TASK TO COMPLETE
Pull out every line below that contains the string "background", treating uppercase and lowercase letters as distinct.

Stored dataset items
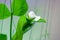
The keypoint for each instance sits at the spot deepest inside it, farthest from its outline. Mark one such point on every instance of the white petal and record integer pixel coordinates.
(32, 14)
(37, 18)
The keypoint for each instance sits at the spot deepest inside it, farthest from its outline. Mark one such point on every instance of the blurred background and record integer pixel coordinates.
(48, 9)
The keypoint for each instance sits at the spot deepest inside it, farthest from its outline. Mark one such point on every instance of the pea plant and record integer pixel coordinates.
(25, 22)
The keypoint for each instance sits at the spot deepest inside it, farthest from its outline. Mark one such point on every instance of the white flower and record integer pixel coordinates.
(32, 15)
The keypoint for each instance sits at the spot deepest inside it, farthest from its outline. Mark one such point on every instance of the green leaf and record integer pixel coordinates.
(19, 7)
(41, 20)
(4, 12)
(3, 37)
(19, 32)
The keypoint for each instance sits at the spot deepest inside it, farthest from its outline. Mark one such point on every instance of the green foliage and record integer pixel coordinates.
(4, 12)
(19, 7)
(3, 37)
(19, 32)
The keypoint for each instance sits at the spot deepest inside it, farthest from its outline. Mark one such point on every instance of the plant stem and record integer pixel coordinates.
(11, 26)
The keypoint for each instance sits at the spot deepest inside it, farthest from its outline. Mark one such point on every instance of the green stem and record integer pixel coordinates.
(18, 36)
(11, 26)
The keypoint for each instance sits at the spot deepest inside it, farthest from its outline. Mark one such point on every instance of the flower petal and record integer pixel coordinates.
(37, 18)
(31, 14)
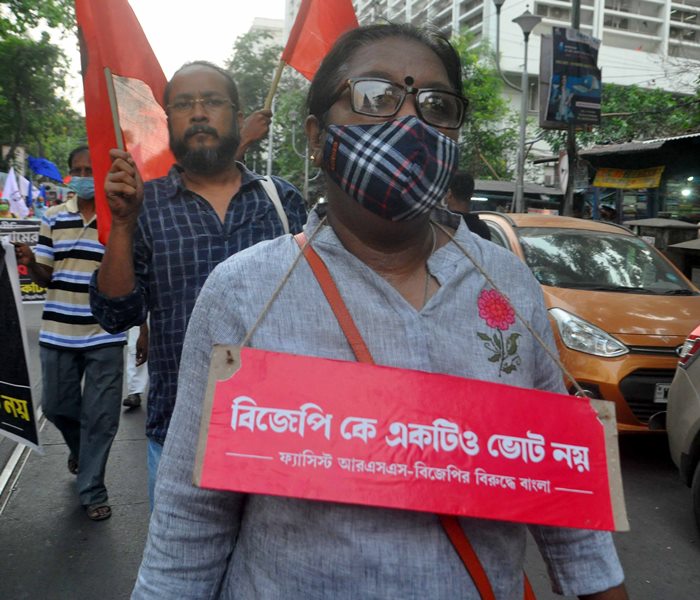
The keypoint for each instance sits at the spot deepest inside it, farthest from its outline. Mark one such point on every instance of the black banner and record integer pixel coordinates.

--

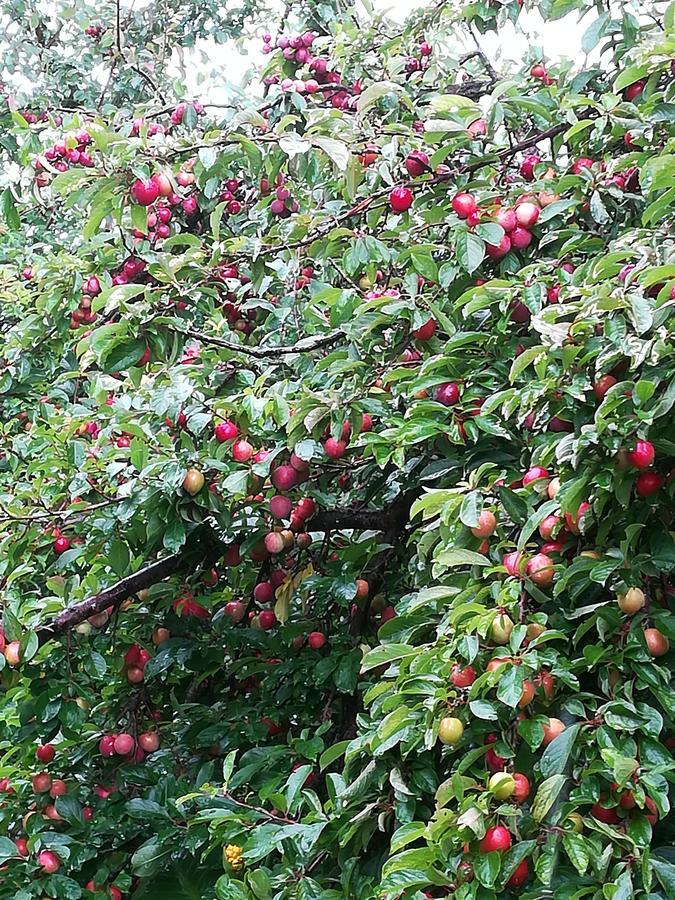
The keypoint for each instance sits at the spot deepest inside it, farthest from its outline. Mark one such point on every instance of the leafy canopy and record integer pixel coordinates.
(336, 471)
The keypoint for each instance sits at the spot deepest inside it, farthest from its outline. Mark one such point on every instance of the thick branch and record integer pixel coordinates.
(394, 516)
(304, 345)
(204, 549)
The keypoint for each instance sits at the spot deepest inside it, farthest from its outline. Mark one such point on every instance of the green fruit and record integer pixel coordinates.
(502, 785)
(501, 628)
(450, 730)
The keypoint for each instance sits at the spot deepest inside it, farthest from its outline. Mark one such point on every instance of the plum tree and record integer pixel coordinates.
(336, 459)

RESPONSE
The keypoint for each instance sits at the spot deepest inside it, farthest from its outline. Mark one such point on every instance of the blurred background and record integer pixel coordinates.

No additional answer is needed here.